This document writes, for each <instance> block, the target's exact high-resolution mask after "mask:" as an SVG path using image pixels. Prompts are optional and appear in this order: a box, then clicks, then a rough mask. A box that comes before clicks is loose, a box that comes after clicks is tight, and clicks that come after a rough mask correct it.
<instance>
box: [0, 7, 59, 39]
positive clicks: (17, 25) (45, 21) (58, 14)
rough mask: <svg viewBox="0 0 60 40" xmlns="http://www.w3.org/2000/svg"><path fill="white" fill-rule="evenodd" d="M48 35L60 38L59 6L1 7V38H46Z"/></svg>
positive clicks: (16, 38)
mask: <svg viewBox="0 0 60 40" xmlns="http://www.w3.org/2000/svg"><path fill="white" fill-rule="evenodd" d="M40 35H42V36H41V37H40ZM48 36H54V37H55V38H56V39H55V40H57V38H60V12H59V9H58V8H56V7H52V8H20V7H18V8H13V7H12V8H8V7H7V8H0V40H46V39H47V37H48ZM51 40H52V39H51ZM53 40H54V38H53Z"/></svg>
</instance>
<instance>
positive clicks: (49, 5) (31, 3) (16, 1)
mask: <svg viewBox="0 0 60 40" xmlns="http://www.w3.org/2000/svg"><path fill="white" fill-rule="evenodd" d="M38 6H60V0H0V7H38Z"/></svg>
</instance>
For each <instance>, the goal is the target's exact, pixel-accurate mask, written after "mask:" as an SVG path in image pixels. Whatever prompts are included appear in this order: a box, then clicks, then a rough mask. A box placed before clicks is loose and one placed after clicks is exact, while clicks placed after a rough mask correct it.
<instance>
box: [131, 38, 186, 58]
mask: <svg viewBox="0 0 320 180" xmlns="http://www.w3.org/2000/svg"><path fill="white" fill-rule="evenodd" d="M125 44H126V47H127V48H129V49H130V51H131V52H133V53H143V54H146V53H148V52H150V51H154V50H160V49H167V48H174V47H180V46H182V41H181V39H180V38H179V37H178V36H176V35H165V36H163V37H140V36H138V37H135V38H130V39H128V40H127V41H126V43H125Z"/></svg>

--

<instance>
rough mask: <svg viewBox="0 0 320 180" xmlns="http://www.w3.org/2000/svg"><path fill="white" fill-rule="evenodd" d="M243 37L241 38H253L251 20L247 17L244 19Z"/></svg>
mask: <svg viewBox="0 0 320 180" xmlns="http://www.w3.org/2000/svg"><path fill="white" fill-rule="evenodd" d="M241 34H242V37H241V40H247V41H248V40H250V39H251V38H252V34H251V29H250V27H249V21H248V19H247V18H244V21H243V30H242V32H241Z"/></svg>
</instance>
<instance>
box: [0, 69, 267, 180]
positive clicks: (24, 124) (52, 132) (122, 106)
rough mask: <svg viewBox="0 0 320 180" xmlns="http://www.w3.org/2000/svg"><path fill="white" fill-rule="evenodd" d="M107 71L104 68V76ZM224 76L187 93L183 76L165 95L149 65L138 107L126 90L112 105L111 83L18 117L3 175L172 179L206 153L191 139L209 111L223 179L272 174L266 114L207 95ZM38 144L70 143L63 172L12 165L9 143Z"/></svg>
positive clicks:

• [Exercise brief]:
Scan the data, and report each line that uses the word "target".

• [Result for this exercise]:
This document writes, for each <instance> block, the target's exact high-resolution mask after "mask:" as an SVG path using image pixels. Prompts are optional and appear in this order: a box, then clicks, then a rough mask. A box that comes before clicks is loose, a box that comes after clicks is tight, and clicks that come after a rough mask correct it.
For each <instance>, the goal is the target's exact, pixel-accurate mask, written after "mask:" as an SVG path in image pixels. Whatever prompts are included appear in this order: a box, then clicks, then a rough mask. A box placed before clicks is loose and one placed after clicks is exact, while clicks placed after a rough mask correct it.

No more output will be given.